# PROBLEM DESCRIPTION:
Count the lines in the rows below that contain the string "market", treating uppercase and lowercase as different. Reply with the number only.

# DATASET CONTENT:
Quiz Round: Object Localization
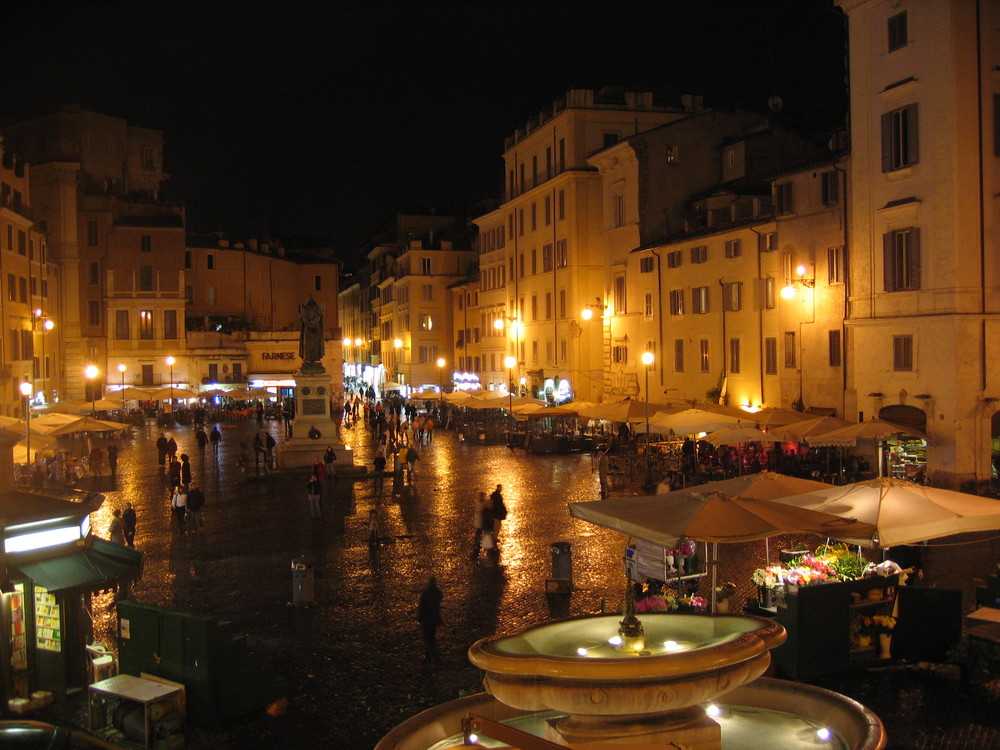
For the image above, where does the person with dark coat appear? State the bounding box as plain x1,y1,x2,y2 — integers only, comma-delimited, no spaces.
156,432,167,466
417,576,444,662
108,443,118,479
122,503,136,547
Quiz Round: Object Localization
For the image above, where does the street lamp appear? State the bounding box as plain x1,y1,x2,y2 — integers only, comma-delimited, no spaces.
642,352,655,491
118,362,126,419
19,380,32,470
503,356,517,445
167,357,177,414
83,365,101,417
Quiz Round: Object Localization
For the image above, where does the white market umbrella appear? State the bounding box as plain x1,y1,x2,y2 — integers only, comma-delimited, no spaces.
649,409,753,435
777,477,1000,547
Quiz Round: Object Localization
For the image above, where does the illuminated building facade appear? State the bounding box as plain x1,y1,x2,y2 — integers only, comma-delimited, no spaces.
475,89,700,401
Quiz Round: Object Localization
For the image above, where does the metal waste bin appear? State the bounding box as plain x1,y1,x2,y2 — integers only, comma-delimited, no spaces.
292,557,316,607
552,542,573,581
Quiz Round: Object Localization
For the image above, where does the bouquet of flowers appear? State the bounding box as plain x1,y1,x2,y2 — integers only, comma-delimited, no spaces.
871,615,896,635
750,567,778,589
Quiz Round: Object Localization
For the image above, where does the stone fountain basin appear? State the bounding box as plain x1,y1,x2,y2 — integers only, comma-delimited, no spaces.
469,613,785,717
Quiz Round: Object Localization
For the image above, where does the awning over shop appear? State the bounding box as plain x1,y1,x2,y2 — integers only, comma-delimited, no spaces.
17,539,142,592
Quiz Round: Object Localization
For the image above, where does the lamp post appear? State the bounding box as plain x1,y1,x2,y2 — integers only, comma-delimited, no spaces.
167,357,177,414
83,365,100,417
642,352,655,491
19,380,32,470
503,355,517,445
118,362,126,420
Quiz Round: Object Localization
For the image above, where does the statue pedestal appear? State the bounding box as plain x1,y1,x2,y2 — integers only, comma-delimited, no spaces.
278,372,354,469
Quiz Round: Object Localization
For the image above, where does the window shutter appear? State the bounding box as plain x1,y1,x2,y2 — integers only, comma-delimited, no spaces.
906,227,920,289
882,232,895,292
882,112,892,172
906,104,920,165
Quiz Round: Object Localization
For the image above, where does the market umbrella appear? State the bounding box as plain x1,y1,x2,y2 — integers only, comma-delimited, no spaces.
569,485,874,546
580,398,664,423
704,422,775,445
808,419,927,445
777,477,1000,547
771,417,851,443
649,409,753,435
148,388,197,401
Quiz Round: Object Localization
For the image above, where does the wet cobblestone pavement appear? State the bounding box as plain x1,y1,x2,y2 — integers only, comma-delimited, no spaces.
31,421,1000,749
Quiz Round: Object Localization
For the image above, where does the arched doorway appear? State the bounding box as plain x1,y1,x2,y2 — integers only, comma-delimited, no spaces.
878,404,927,484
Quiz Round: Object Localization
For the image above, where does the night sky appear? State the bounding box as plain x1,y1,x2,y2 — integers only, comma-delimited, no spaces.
0,0,846,262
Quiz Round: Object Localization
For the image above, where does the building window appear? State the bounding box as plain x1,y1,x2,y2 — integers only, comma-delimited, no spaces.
888,10,908,52
723,281,743,312
615,276,627,315
611,193,625,229
115,310,129,341
764,338,778,375
670,289,684,315
556,240,569,268
882,104,919,172
892,336,913,372
774,182,795,216
820,169,840,206
826,246,844,284
828,329,841,367
882,227,920,292
139,310,153,341
785,331,796,367
163,310,177,339
691,286,708,315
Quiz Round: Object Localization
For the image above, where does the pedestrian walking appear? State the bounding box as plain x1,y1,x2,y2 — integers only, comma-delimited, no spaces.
253,432,267,474
181,453,191,485
90,445,104,477
108,443,118,479
306,470,323,518
374,449,385,495
417,576,444,663
170,485,187,534
122,503,136,547
194,426,208,458
323,445,337,482
472,492,493,560
187,482,205,531
490,484,507,542
108,508,125,547
264,432,278,469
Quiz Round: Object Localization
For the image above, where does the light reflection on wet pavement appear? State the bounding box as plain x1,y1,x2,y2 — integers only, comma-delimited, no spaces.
82,421,624,748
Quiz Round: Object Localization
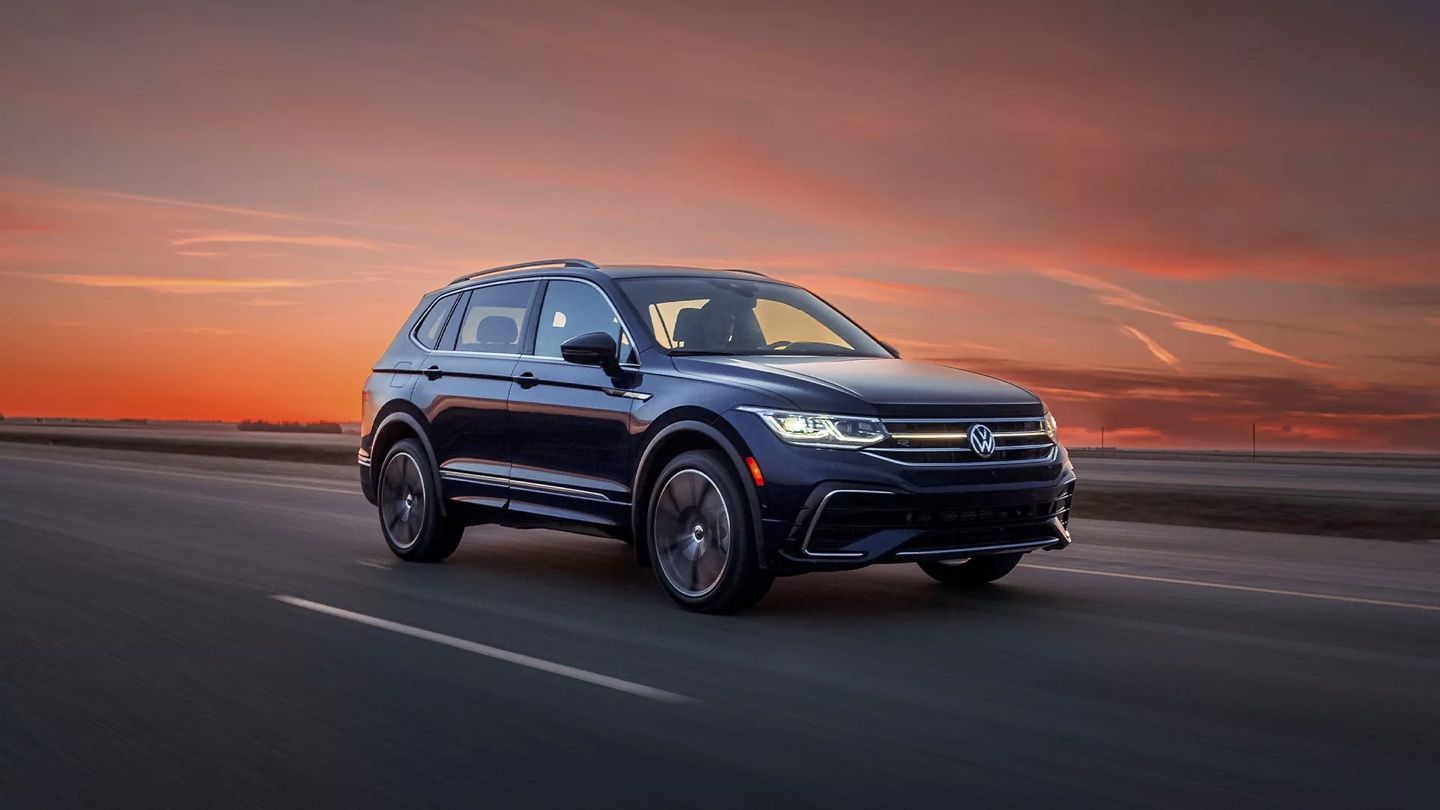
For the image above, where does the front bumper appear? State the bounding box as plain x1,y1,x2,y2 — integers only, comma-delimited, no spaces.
732,418,1076,574
775,477,1074,569
356,448,376,503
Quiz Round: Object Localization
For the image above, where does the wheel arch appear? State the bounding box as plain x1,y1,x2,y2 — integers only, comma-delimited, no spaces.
631,417,769,568
370,404,446,515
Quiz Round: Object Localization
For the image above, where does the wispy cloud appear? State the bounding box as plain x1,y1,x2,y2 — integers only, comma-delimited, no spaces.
34,272,325,294
170,231,409,251
84,189,392,228
1034,268,1333,369
141,326,240,337
1119,323,1179,370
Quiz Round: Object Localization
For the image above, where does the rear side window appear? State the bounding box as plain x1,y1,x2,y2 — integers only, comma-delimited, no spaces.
455,281,539,355
415,295,459,349
534,280,628,357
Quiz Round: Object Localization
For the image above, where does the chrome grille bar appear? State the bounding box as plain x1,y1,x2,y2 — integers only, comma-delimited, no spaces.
864,414,1058,467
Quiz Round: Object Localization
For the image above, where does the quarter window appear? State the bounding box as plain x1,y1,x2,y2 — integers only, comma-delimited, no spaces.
455,281,539,355
536,280,629,359
415,295,459,349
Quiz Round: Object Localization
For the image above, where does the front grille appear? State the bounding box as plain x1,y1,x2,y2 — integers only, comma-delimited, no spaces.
805,487,1070,555
865,405,1057,467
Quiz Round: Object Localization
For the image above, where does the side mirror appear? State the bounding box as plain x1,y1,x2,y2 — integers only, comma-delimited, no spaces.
560,331,621,376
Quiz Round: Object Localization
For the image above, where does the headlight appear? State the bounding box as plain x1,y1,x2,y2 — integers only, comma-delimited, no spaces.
740,408,887,447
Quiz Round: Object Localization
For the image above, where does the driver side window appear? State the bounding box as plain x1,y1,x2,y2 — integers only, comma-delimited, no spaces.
534,280,632,362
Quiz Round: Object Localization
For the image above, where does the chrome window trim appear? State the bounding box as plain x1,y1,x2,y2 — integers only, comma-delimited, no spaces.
801,490,894,558
410,275,639,369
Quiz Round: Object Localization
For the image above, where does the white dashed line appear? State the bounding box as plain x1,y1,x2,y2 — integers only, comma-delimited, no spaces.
1021,564,1440,613
271,594,697,703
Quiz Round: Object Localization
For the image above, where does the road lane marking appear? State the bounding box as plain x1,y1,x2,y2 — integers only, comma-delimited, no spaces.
1021,562,1440,613
0,455,360,494
271,594,697,703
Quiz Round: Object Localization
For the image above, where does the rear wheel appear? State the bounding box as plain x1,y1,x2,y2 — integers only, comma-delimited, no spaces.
376,438,465,562
920,553,1025,588
647,450,775,613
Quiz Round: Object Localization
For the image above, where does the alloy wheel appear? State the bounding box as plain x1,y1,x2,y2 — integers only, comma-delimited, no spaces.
380,453,425,551
651,470,732,598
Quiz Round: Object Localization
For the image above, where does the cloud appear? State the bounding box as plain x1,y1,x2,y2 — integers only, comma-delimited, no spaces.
84,187,386,228
141,326,239,337
786,274,960,306
1119,323,1179,370
1174,320,1335,369
938,357,1440,451
170,232,410,251
34,272,327,294
1034,268,1335,369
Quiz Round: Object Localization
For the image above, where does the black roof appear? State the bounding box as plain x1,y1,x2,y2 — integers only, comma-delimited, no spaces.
448,258,769,287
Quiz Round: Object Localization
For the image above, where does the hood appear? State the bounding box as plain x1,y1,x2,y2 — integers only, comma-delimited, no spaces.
675,356,1040,414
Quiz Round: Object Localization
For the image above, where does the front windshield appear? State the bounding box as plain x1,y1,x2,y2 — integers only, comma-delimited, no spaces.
619,277,890,357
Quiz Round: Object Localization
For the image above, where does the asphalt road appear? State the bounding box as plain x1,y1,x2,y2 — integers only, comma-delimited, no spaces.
0,445,1440,810
1074,457,1440,503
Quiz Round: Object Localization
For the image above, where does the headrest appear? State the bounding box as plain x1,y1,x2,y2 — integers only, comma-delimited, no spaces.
674,307,704,346
475,316,520,346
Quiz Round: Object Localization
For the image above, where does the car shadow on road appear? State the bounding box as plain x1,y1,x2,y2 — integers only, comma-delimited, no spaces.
417,532,1067,623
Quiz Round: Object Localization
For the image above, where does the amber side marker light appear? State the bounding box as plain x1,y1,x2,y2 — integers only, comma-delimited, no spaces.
744,455,765,487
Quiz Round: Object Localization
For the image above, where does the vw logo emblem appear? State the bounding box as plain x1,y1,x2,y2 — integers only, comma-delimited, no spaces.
971,425,995,458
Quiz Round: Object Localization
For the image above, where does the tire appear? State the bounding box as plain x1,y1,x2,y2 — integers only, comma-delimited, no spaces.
919,553,1025,588
374,438,465,562
645,450,775,613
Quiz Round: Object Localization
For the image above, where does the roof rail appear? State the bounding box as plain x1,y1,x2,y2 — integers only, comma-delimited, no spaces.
451,259,600,284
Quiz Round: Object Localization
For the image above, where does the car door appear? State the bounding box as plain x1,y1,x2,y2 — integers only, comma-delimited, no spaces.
510,278,635,525
412,281,540,507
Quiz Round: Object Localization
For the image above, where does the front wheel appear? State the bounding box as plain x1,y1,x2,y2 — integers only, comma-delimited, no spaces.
647,450,775,613
920,553,1024,588
376,438,465,562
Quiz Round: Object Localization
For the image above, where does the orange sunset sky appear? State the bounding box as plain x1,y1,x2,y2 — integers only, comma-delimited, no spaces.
0,0,1440,450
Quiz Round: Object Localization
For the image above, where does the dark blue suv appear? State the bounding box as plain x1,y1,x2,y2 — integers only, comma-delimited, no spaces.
360,259,1076,613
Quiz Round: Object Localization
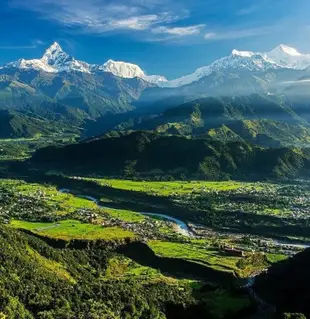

# EXPECTED ANSWER:
2